## Given instruction
Revise the material from the line with "of the door" to the line with "Target: door frame", both included, swapping "door frame" for "window frame" and leaving everything else as it is.
— START Records for the exercise —
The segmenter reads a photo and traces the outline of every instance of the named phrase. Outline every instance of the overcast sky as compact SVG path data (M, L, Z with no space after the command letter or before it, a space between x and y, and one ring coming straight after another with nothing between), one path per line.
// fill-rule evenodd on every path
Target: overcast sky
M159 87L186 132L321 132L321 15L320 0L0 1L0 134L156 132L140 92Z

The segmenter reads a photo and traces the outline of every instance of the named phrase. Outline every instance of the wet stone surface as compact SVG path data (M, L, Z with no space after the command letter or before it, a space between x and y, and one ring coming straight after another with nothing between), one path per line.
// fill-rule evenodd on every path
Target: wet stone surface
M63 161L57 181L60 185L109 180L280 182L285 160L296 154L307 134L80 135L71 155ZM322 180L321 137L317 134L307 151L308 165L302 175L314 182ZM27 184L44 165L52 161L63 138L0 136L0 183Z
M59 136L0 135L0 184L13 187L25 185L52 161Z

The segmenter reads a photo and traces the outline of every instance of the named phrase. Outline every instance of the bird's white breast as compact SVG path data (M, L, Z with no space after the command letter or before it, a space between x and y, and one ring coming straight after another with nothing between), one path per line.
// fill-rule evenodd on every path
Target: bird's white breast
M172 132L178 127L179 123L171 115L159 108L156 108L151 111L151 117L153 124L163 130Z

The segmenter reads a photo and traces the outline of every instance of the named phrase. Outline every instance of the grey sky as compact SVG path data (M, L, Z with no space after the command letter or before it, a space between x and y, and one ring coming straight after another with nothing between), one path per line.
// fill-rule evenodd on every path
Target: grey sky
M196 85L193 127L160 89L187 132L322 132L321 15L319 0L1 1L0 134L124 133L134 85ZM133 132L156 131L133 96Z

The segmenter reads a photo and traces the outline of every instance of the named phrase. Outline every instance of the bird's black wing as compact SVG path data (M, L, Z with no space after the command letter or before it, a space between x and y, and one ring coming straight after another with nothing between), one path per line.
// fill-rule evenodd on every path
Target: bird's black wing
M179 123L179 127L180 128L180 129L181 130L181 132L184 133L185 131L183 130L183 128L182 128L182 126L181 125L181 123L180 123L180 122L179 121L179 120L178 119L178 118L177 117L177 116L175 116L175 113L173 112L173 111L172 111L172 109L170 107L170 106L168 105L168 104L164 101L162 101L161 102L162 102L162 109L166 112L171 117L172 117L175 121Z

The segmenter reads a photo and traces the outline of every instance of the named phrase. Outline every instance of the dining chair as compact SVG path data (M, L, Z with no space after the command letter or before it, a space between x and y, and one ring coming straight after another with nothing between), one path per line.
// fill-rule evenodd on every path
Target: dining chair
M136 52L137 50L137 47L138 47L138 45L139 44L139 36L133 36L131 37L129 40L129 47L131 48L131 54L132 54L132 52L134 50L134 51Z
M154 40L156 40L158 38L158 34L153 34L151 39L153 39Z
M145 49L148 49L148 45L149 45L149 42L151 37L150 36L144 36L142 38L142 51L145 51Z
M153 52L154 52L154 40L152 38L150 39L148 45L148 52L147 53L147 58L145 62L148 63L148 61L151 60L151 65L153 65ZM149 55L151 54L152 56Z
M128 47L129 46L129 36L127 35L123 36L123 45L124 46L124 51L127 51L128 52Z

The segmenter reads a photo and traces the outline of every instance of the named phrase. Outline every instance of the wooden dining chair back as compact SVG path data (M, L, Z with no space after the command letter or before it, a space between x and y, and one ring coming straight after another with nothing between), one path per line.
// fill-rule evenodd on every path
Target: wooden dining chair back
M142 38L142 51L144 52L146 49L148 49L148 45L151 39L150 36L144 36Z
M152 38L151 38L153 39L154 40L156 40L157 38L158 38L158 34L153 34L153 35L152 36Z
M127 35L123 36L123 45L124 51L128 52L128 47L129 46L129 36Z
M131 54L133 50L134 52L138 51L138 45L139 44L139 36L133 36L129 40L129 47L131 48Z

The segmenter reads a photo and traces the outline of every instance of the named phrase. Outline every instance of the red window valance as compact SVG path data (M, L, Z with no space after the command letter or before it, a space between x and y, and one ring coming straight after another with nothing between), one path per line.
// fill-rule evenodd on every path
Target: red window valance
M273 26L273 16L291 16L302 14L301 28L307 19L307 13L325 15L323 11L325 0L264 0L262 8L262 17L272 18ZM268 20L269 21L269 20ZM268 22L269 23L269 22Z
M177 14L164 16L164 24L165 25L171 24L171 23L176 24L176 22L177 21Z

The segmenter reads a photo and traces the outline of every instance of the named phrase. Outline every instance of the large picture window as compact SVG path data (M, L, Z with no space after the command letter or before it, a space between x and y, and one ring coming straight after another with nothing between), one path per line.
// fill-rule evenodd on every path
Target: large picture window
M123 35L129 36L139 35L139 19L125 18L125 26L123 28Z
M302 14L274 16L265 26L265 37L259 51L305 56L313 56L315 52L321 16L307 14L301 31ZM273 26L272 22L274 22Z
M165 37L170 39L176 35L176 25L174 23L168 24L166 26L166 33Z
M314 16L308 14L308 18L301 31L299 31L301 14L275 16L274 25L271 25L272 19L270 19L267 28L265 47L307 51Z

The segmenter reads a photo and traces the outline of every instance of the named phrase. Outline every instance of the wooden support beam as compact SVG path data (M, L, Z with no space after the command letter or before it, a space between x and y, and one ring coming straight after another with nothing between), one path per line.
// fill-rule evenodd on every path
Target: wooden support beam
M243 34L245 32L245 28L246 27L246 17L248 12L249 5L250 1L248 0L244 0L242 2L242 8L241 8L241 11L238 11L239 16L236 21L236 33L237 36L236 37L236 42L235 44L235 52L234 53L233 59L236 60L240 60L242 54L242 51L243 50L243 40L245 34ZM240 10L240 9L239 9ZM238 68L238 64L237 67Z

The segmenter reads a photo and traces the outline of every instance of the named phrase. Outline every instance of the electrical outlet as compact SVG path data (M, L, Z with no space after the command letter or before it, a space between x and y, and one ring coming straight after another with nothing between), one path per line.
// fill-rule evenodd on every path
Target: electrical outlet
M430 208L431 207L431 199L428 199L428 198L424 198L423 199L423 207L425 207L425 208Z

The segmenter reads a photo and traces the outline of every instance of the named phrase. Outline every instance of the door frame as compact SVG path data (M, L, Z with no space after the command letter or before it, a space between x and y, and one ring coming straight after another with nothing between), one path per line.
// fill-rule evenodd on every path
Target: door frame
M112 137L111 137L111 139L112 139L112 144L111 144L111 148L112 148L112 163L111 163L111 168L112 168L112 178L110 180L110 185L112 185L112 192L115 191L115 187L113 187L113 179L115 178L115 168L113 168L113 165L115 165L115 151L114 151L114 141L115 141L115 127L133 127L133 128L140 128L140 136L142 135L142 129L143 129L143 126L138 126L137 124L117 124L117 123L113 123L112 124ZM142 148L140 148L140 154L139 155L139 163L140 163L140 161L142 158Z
— END Records for the exercise —
— START Records for the exercise —
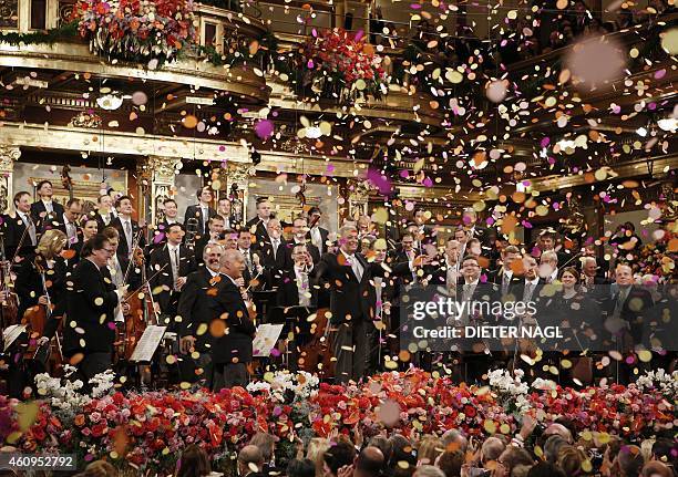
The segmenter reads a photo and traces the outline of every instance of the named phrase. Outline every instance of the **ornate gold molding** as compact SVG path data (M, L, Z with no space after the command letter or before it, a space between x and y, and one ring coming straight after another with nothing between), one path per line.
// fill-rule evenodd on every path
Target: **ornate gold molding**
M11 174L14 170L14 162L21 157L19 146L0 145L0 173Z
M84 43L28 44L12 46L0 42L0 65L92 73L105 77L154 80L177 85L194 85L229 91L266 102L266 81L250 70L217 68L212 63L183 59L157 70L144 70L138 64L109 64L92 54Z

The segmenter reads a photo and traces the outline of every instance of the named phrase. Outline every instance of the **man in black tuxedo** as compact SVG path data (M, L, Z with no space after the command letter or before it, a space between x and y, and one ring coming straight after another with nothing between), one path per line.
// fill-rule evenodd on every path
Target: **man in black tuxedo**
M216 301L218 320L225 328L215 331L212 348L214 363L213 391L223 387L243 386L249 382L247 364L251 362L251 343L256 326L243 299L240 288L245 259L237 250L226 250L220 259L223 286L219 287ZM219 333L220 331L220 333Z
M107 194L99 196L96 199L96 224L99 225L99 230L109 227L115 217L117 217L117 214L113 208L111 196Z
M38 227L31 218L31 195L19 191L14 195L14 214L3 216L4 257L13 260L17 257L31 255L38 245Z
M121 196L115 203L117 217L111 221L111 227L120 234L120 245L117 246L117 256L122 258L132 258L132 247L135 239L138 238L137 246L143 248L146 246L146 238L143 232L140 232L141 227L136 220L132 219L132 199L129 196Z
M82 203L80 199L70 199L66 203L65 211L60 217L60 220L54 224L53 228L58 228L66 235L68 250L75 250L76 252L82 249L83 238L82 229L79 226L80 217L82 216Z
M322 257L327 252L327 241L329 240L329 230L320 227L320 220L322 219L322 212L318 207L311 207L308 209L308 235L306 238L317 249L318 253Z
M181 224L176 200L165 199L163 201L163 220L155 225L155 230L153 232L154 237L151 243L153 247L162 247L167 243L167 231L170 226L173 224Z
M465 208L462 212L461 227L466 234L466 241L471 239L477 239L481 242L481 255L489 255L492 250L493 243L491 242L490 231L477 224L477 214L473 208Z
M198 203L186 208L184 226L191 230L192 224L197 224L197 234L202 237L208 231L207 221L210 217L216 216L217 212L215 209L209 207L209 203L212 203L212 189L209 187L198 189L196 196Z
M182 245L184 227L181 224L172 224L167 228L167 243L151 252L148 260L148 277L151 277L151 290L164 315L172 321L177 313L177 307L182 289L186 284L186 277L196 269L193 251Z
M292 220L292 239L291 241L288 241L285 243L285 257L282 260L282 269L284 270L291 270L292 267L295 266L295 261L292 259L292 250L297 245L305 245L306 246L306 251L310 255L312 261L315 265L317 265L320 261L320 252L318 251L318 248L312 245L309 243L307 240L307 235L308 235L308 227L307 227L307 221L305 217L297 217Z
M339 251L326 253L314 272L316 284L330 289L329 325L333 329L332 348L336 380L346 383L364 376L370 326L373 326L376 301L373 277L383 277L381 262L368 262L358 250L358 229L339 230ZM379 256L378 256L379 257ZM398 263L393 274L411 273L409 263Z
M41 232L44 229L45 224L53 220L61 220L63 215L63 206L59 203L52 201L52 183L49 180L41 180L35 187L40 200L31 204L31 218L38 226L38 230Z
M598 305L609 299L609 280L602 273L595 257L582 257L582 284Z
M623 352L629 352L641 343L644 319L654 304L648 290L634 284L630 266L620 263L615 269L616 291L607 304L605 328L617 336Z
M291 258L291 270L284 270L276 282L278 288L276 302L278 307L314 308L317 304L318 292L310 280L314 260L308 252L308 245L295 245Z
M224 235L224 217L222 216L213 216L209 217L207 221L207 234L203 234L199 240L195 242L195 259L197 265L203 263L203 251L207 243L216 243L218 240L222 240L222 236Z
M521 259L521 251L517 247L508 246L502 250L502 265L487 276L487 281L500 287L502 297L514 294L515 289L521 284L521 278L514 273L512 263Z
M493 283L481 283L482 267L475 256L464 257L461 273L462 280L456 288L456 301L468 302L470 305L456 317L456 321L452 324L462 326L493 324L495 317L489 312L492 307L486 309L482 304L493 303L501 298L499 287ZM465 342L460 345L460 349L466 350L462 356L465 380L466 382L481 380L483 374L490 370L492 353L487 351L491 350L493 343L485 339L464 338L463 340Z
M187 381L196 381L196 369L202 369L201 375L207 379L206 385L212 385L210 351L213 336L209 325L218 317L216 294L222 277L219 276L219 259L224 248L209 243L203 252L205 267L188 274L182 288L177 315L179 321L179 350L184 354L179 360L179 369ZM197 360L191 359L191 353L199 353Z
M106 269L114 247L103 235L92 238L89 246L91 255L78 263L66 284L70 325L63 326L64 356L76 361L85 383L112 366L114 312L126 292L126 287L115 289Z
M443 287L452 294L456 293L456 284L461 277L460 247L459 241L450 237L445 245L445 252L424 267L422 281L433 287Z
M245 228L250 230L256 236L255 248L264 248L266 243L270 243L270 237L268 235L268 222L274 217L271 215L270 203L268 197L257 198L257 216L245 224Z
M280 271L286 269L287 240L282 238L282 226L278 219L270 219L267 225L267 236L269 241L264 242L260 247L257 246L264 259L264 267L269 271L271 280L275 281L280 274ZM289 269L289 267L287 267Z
— END Records for the exercise —
— START Records for the exercise —
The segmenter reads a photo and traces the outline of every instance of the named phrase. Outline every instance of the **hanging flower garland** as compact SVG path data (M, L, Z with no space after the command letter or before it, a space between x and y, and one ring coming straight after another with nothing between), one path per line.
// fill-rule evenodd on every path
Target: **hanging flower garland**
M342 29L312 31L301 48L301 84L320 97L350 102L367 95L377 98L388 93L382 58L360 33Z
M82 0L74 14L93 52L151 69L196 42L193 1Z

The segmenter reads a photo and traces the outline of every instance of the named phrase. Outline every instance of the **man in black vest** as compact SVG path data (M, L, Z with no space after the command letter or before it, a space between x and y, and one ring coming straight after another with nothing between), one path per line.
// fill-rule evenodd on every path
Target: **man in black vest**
— END Records for the exercise —
## Result of the exercise
The segmenter reads a photo and traces the outline of every instance of the named phrase. Outline every instance of the window frame as compact SVG path data (M, L, Z with no space after the command letter or before it, a space between x and y, and one ring coming straight after another with nothing between), one path per line.
// fill-rule evenodd on every path
Target: window frame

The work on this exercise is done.